# Start of Text block

Lib-Dems propose zero cost HS2 bike lane in their Manifesto

It is generally accepted that political parties produce manifestos in the run up to elections because they want voters to take them seriously. Well that is how it is meant to work, but it’s questionable whether or not anyone told whoever wrote the manifesto for the Liberal Democrats. It’s not quite the Monster Raving Loony Party, who want to build HS2 to the Falkland Islands as the current proposal is neither expensive enough or daft enough, but it is getting there.

The manifesto reads:

“Support options for a new intercity cycleway along the HS2 route within the overall budget of the project.”

Artists impression of Liberal Democrat HS2 bike lane proposal

Artists impression of Liberal Democrat HS2 bike lane proposal

Now that may sound like a laudable aim, but we’re just not sure it has been completely thought through.

While a cycle path might give something back to communities blighted by HS2, there is a big question, with the noise of a train going past every 100 seconds at 250mph, who the hell is going to want to use it? Also, it is quite likely that a 250mph train is going to cause, shall we say, a bit of a draught, not something that really works well with a nice bike ride in the country.

# End of Text block
# Start of Provided records

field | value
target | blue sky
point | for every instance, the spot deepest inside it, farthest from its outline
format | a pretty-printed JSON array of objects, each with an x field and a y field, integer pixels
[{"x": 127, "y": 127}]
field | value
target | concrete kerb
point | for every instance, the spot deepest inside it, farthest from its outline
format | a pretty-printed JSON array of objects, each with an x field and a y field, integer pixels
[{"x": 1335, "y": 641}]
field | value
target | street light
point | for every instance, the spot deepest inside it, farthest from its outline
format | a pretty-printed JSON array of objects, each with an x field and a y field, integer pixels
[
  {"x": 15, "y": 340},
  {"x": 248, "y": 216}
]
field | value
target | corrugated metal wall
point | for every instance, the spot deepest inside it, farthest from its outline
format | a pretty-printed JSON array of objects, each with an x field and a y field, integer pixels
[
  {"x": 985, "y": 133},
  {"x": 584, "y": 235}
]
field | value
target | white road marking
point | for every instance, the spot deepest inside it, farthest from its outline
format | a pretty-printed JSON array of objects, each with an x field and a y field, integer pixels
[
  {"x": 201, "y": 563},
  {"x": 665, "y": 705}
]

# End of Provided records

Aim of the task: Do these statements agree with the article on the HS2 bike lane? 1. The proposed cycleway would be paid for within the overall HS2 budget. 2. The Monster Raving Loony Party wants HS2 built to the Falkland Islands. 3. A train would pass along the route every ten minutes. Answer yes or no for each, quoting the deciding words from the article. The records were drawn from a different source.

Answer:
1. Yes: "within the overall budget of the project."
2. Yes: "who want to build HS2 to the Falkland Islands"
3. No: "a train going past every 100 seconds at 250mph"